• Exercises to complete:
1. In the puppy thread, condense the paragraph beginning "At around 3.5 months my partner" into a short bulleted list that keeps its main facts.
2. From the puppy thread, copy the passage that begins at the words "When did they" and ends after "grow out of!", swapping "supervision" for "monitoring".

• Supplied text:
# Puppy Stages and Challenges



## WHEP92 (Oct 7, 2019)

We have a 14 week old Puppy, which we got at 8 weeks old.

I would be interested to know everyone's challenges at different stages during their puppies development, and how you overcame them, so we know what to expect over the next year. It will also help us understand what we need to address, and what's just a phase they should grow out of. 

For example:

When did their puppy start the 'Sharkies' and when did it stop - ours seemed to start at 11 weeks and is still in full force!
When did they stop needing constant supervision - currently we have to crate unless we're with her
Did yours go through a 'fearful' stage
Did they become more or less vocal - ours seems to do a lot of barking at us which I'm hoping she'll grow out of!

Please add any other stages your puppy went through.


----------



## rubicon (Dec 9, 2019)

1. I got my dog at 10 weeks And he came to us in the biting phase. He fully stopped biting me at around 3.5 months old For my fiance it took a bit longer, but I’m half convinced it’s because he tolerates it.
2. At around 3.5 months my partner could work without minding him all the time. He would take a nap for a few hours While my partner worked, but he does work from home so it’s daily practice for them both. And as for crates, we rarely crated him, but for many months now he would just leave the office to chill by himself on the couch when he could tell we were working. Can’t tell exactly when. I will say he stopped trying to kill himself (chewing wires, jumping down the stairs) at around 4 months. You can worry he’ll destroy your stuff but I wasn’t afraid for his life by then.
3. My boy started his fearful stage at around 7 months. He’s still in it At 8 months.
4. My dog was never really vocal. At ~4 months he barked at us for the first time, but that was his first naughty phase starting too. he started to think he didn’t need to listen to us and got really rebellious when we corrected him. That settled down in a couple of weeks and now he’s back to not really barking. He’ll talk though. Whine, grumble, etc. but not really bark. He did start barking at other dogs, horses and cows at around 7 months. Not a lot, but enough to make me feel really sheepish and embarrassed. He particularly hates the dog next door and will bark at it sometimes; the dog next door did NOT like him as a puppy and growled at him, and now that he’s big he thinks he doesn’t have to take it anymore.

• Information provided:
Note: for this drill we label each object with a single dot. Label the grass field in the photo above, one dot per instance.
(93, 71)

• Per-task answers:
1.
- At about 3.5 months, the partner could work without minding the dog all the time. The dog napped for a few hours during the partner's workday, and working from home gave them both daily practice.
- The dog was rarely crated. For many months he has left the office to relax alone on the couch when he can tell they are working, though the exact start is unknown.
- At about 4 months he stopped endangering himself, for example by chewing wires or jumping down the stairs. After that, belongings might still be at risk, but his life no longer seemed to be.

2.
When did they stop needing constant monitoring - currently we have to crate unless we're with her
Did yours go through a 'fearful' stage
Did they become more or less vocal - ours seems to do a lot of barking at us which I'm hoping she'll grow out of!